## Exercise
In the entries, update the stretch from the line containing "find the fur" through the line containing "0 321 94 384" by replacing "stool" with "bench" and leaving everything else unchanged. Return only those lines.

[Region labeling records]

►

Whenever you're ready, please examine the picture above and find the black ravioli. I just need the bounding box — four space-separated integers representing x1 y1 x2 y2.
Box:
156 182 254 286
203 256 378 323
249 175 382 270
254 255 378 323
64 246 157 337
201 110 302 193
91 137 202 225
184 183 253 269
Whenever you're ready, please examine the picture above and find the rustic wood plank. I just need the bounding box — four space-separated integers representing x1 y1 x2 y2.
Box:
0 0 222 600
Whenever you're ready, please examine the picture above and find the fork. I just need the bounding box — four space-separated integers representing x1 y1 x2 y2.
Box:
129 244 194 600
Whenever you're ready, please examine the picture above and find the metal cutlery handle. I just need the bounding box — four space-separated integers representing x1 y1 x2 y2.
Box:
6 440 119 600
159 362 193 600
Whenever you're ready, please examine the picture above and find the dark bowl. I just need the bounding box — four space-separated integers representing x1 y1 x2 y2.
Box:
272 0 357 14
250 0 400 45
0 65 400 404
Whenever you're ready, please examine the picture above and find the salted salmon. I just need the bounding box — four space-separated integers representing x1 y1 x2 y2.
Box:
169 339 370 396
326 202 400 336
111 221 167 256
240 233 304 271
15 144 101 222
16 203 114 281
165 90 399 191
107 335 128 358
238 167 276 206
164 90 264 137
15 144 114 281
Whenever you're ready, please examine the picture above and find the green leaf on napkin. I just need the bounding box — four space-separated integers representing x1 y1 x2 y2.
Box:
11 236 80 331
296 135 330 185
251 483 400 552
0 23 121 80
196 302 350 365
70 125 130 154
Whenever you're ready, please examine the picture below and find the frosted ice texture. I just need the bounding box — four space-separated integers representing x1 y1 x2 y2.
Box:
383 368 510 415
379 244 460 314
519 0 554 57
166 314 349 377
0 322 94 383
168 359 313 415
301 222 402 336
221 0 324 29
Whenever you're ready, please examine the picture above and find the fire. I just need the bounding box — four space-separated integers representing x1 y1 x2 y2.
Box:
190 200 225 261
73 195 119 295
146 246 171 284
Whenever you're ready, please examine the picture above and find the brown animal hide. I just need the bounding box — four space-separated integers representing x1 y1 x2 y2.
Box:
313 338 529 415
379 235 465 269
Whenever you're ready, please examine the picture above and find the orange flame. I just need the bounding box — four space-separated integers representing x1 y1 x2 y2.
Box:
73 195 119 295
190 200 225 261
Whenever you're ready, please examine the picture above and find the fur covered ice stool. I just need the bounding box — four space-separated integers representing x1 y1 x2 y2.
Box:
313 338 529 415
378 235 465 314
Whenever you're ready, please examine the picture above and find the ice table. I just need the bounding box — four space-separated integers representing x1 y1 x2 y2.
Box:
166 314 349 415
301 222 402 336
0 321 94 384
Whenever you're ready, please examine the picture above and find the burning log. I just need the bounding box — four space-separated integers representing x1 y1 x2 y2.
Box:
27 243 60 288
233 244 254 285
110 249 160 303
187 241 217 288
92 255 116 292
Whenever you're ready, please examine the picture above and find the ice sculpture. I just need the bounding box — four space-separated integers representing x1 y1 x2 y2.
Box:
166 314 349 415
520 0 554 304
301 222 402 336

◄

## Response to the exercise
Whenever you're ready, please examine the picture above and find the fur covered ice bench. I just need the bounding box — four space-separated integers representing x1 y1 x2 y2.
Box:
313 338 529 415
378 235 465 314
Whenever you're ready, please examine the picture above and find the ice table. I just need the bounding box — four space-separated integers representing x1 y1 x2 y2.
Box:
166 314 349 415
301 222 402 336
0 321 94 384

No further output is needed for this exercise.